TASK BRIEF: Count the lines in the entries below that contain the string "building", matching case exactly, and give only the number.
>> begin
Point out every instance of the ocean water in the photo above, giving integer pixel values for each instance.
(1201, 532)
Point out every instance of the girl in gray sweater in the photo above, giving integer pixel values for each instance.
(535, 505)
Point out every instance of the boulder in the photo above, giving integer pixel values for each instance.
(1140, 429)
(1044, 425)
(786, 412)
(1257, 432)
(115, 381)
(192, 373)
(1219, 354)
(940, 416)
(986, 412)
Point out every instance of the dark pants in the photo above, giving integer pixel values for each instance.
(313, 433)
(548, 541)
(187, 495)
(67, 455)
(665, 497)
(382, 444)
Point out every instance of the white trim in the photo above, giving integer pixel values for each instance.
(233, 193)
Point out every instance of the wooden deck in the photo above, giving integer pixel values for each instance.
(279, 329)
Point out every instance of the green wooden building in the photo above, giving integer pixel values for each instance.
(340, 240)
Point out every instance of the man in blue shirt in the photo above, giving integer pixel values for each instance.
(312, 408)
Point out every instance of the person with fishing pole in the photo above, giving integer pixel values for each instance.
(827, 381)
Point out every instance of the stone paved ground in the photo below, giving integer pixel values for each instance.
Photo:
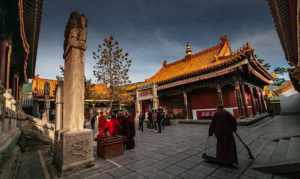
(176, 153)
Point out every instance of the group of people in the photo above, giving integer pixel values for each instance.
(223, 126)
(155, 119)
(115, 123)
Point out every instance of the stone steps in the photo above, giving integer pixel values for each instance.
(29, 166)
(280, 156)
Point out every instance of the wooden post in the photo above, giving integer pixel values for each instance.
(259, 100)
(244, 100)
(220, 95)
(239, 99)
(254, 108)
(155, 97)
(186, 107)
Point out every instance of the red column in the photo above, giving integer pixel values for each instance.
(254, 109)
(238, 95)
(264, 105)
(259, 100)
(186, 107)
(220, 95)
(4, 48)
(245, 104)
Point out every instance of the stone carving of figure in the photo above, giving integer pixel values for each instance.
(75, 33)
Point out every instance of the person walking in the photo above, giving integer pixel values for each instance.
(223, 125)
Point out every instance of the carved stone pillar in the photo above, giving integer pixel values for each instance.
(220, 95)
(74, 144)
(59, 104)
(186, 106)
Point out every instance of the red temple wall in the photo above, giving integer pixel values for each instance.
(173, 104)
(204, 98)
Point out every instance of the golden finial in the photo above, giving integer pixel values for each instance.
(188, 49)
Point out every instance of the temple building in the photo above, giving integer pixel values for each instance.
(193, 86)
(286, 16)
(19, 33)
(36, 98)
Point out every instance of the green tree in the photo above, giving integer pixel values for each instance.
(88, 85)
(112, 66)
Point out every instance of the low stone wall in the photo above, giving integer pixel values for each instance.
(9, 133)
(241, 122)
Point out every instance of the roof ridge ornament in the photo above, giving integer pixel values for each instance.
(188, 49)
(224, 39)
(164, 63)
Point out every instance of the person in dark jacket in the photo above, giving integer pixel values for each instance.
(223, 125)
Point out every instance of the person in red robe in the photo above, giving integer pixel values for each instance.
(101, 126)
(223, 125)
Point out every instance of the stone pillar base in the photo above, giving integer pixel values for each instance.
(73, 150)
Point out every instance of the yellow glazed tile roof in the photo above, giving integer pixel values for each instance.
(193, 63)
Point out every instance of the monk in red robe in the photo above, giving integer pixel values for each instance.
(101, 126)
(223, 125)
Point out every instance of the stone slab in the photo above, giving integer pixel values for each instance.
(74, 151)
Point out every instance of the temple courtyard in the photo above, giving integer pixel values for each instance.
(177, 151)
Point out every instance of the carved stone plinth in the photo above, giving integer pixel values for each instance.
(109, 147)
(73, 150)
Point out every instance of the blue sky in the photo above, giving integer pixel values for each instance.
(155, 30)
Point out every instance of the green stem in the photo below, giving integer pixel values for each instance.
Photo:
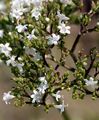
>> end
EXERCISE RESPONSE: 2